═════ SELECTED EXTRACT

- Dramatically simplify bioqdisksort(). We no longer do ordered bios so

   most of the code to deal with them has been dead for sometime.  Simplify
   the code by doing an insert sort hinted by the current head position.

Met with apathy by:	arch@

1 files changed, 40 insertions, 85 deletions

diff --git a/sys/kern/subr_disk.c b/sys/kern/subr_disk.c
index 99456be..c7b6b94 100644
--- a/sys/kern/subr_disk.c
+++ b/sys/kern/subr_disk.c
@@ -70,23 +70,20 @@ bioq_init(struct bio_queue_head *head)
 	TAILQ_INIT(&head->queue);
 	head->last_offset = 0;
 	head->insert_point = NULL;
-	head->switch_point = NULL;
 }
 
 void
 bioq_remove(struct bio_queue_head *head, struct bio *bp)
 {
-	if (bp == head->switch_point)

══════════
═════ RECORDS

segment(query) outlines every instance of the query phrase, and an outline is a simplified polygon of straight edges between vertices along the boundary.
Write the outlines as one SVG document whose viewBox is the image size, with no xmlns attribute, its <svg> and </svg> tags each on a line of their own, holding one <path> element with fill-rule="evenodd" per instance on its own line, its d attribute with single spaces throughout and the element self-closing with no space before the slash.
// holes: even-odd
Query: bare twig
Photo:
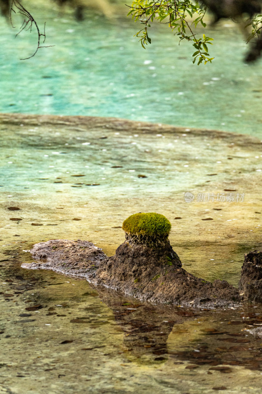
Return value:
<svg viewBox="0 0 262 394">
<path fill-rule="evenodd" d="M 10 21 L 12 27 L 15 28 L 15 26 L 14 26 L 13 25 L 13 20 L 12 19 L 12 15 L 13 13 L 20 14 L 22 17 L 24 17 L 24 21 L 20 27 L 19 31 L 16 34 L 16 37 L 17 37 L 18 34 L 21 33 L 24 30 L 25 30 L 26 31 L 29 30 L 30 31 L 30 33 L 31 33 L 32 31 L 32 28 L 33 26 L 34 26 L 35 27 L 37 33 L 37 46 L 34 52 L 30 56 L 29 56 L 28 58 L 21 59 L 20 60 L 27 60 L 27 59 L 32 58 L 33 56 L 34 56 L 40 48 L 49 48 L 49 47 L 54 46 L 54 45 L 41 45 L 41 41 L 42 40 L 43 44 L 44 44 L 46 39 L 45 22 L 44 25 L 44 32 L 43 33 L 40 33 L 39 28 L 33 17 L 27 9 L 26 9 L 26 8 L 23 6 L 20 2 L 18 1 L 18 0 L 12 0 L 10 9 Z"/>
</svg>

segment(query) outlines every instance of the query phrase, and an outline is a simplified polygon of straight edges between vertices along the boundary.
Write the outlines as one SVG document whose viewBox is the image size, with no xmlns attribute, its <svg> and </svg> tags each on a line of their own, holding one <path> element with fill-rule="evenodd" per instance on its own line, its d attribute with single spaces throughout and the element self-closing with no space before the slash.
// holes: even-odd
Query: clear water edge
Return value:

══════════

THE PROBLEM: In the kernel commit above, what kind of sort does the simplified code now use?

TASK RESULT: An insert sort hinted by the current head position.